* [Problem]:
Swap "dot" for "point" in the listing, starting at the line containing "Target: windshield" and ending at the line containing "column 355, row 67", and give back only those lines with everything else unchanged.

* [Records provided]:
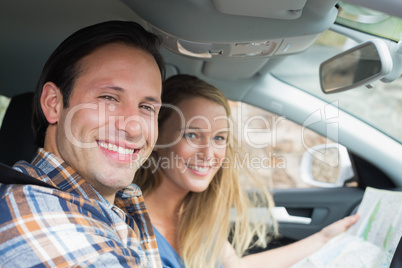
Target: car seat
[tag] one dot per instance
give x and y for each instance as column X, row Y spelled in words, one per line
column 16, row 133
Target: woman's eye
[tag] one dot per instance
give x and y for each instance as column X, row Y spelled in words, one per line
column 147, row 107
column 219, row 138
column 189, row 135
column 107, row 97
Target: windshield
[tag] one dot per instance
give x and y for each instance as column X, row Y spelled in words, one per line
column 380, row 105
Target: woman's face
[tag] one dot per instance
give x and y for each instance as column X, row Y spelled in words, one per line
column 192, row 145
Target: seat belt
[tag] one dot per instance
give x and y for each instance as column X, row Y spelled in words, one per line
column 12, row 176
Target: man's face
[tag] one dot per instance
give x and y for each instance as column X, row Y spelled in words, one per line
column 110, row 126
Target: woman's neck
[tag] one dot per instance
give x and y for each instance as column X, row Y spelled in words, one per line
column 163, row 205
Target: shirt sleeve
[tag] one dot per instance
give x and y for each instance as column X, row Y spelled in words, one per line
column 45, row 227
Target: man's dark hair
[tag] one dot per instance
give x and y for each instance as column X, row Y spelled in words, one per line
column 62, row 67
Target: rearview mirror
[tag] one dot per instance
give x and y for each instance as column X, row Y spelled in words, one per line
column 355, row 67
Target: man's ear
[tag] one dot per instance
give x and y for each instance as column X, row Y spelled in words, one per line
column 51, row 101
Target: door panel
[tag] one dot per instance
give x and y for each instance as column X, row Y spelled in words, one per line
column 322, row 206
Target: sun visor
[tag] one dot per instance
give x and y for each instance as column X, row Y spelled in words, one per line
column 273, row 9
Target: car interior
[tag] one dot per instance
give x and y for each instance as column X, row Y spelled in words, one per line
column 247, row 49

* * *

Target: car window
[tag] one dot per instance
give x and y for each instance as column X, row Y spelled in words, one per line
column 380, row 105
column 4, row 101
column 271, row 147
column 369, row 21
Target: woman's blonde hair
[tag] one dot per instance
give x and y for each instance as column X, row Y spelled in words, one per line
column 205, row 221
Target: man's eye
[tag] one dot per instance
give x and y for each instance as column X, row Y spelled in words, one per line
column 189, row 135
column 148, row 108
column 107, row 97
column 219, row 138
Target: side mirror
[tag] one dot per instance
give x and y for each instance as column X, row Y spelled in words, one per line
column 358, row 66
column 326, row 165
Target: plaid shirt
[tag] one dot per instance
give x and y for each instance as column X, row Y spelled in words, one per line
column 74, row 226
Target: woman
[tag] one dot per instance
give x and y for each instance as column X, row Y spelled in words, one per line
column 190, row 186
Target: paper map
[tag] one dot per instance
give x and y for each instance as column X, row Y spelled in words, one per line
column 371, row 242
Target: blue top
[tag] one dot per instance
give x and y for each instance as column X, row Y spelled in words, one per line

* [Finished task]:
Target: windshield
[tag] one point per instance
give x and y for each instance as column X, row Y spelled in words, one per line
column 380, row 105
Target: woman's face
[tag] one point per instance
give x and y for each instance as column X, row Y spelled in words, one per line
column 192, row 145
Target: seat belt
[tag] one point per instance
give x and y for each instance as column X, row Y spelled in words, one per line
column 12, row 176
Target: man's face
[tag] one point per instance
give x and y for each instance as column X, row Y spelled in words, one per line
column 110, row 126
Target: woman's neck
[tag] one point per instance
give x and y for each instance as column X, row Y spelled in words, one per line
column 163, row 205
Target: shirt sleeve
[tag] one point per instance
give x and y for each instance as column X, row Y spelled in words, one per line
column 45, row 227
Target: man's dark hair
[tag] one point per instance
give x and y for each instance as column X, row Y spelled in words, one per line
column 62, row 67
Target: rearview mirror
[tag] one point per instance
give x and y for each instance as column X, row Y spelled in words, one per line
column 355, row 67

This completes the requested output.